CINEMA

'Ainda Estou Aqui' e Fernanda Torres já são vencedores - estejam ou não no Oscar

Filmede Walter Salles, que chegou no Brasil pela 48ª Mostra Internacional de Cinema de São Paulo, é um retrato afetuoso e trágico do fim de um paraíso familiar destruído pela Ditadura Militar

Publicado em: 21/10/2024 06:00 | Atualizado em: 19/10/2024 12:10

 (Filme estreia comercialmente nos cinemas no dia 7 de novembro. Sony/Divulgação)
Filme estreia comercialmente nos cinemas no dia 7 de novembro. Sony/Divulgação
A quebra de um mundo familiar perfeito que se revela também uma tragédia fervida em fogo baixo, Ainda estou aqui, escolhido pelo Brasil como representante no Oscar de filme internacional, chegou oficialmente no país através da 48ª Mostra Internacional de Cinema de São Paulo. Baseado no livro de Marcelo Rubens Paiva, dirigido por Walter Salles e protagonizado por Fernanda Torres, o longa vem construindo uma carreira de grande sucesso internacional desde a estreia no Festival de Veneza, onde venceu o prêmio de roteiro, e pouco a pouco se consolida como forte concorrente na temporada.
 
Seja ou não indicado ao Oscar, Ainda estou aqui já é vencedor – e não apenas do ponto e vista de premiações. O roteiro, adaptado por Murilo Hauser e Heitor Lorega, altera o ponto de vista do livro, narrado pelo próprio autor a partir das suas próprias memórias, e coloca a mãe de Marcelo, no centro narrativo. Ambientada no Rio de Janeiro de 1970, a história começa com a família composta pelo ex-deputado Rubens Paiva (Selton Mello), sua esposa Eunice (Fernanda Torres) e seus cinco filhos, que vivem numa casa enorme à beira mar e têm uma vida que, da maneira como o filme retrata no primeiro ato, parece quase idílica. Essa paz é quebrada de forma brutal quando Rubens é levado abruptamente por agentes do exército aparentemente para prestar um depoimento – e jamais retorna.

▸ Dados fornecidos
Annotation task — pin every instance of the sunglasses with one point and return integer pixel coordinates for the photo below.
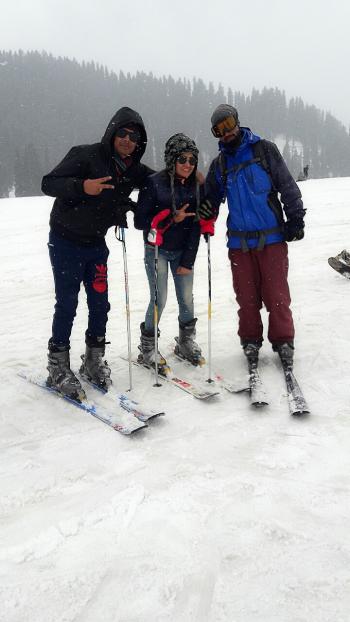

▸ Objetivo
Retome o trecho sobre o filme Ainda Estou Aqui e continue o texto logo depois da última frase apresentada. Os dados não têm relação alguma com o trecho.

▸ Resposta da tarefa
 
Eunice, que tinha uma rotina voltada para o lar, tem sua história transformada pelo desaparecimento devastador do marido e sua vida passa a se dividir entre a criação solitária dos seus cinco filhos, a burocracia deixada pelo sumiço, a luta para descobrir o que aconteceu e a dor eterna de uma perda sem respostas. Diretor de linguagem clássica, que dá tempo para a contemplação de cada momento de ternura no primeiro ato para que o impacto do segundo seja ainda maior, Walter Salles se debruça sobre essa família com um câmera leve e solta que vai se tornando rígida e, às vezes, sombria. A casa, ambiente solar no começo, ganha contornos opressores de uma ausência quase mórbida.
 (Sony/Divulgação)
Sony/Divulgação
 
Fernanda Torres, em um papel da vida de uma atriz, compõe essa personagem com tanta minúcia que Ainda estou aqui faz o público pensar que a conhece até mais do que o próprio filme. São tantos os sentimentos intuídos no rosto dela que às vezes parece que até a direção foi pega de surpresa pela quantidade de informação emocional que Fernanda oferece sem nenhum momento de catarse dramática. E Fernanda Montenegro, em participação muda, arremata o poder desse olhar levantado pela filha em apenas uma única – e belíssima – cena.
 
A falta dessa entrega catártica é não apenas compreensível como necessária: o vazio deixado pelo desaparecimento de Rubens Paiva é sentido pelos personagens de formas e em tempos distintos e não há espaço para o melodrama. Cada um aqui enterra o pai/marido no seu momento, o que torna simultaneamente devastadora e estranhamente tranquilizante a (notória) notícia de seu assassinato. “Parece estranho sentir alívio com um atestado de óbito”, afirma Eunice em certo ponto.
 (Sony/Divulgação)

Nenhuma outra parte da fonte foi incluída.